INSTRUCTIONS TO FOLLOW
Copy the records from their first line through the line containing "x=382, y=305", including the requests, and add -28 to every coordinate value in the answers.

=== ITEMS ===

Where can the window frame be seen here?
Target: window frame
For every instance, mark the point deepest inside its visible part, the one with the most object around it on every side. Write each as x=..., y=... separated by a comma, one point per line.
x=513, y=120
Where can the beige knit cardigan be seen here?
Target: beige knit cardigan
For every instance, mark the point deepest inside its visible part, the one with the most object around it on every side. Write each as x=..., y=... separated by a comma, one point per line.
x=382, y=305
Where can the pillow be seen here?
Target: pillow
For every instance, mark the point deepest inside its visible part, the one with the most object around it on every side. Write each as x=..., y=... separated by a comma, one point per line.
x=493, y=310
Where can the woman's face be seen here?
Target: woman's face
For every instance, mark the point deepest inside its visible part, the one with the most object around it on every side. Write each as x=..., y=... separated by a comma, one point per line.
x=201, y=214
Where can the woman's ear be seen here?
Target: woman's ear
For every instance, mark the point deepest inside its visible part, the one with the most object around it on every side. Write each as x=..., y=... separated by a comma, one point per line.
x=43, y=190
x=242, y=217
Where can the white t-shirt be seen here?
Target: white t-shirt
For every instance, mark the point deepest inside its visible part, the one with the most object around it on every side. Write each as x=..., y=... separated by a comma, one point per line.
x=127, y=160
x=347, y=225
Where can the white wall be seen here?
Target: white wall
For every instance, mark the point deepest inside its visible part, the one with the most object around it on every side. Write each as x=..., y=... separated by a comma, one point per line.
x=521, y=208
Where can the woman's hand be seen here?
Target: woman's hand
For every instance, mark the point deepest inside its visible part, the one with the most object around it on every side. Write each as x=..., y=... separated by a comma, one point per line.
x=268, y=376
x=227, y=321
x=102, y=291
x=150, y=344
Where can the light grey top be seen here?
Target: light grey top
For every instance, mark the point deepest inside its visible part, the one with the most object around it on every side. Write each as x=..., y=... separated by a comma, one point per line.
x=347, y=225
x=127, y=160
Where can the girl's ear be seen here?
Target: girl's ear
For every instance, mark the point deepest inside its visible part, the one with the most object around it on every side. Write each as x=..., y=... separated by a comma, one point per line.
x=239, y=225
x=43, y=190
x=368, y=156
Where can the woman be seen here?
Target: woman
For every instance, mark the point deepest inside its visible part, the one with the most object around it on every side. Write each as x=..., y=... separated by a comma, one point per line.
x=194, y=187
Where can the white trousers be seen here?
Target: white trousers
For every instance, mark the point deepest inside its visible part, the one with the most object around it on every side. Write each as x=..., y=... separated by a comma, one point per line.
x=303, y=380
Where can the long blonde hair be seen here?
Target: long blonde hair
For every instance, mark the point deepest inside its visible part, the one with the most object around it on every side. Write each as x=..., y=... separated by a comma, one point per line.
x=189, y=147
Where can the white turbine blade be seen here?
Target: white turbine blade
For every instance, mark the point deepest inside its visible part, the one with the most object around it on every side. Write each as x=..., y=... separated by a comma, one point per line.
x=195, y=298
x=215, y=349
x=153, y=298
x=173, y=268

===

EXERCISE ANSWER
Where can the window frame be seen here?
Target: window frame
For every instance, mark the point deepest inside its visible part, the one with the most object around it on every side. Write each as x=..., y=... separated by a comma, one point per line.
x=485, y=92
Where can the beige knit cardigan be seen here?
Target: beige knit cardigan
For every instance, mark the point deepest inside its visible part, the one with the most object around it on every side. Write each as x=..., y=... separated by a comma, one point per line.
x=354, y=277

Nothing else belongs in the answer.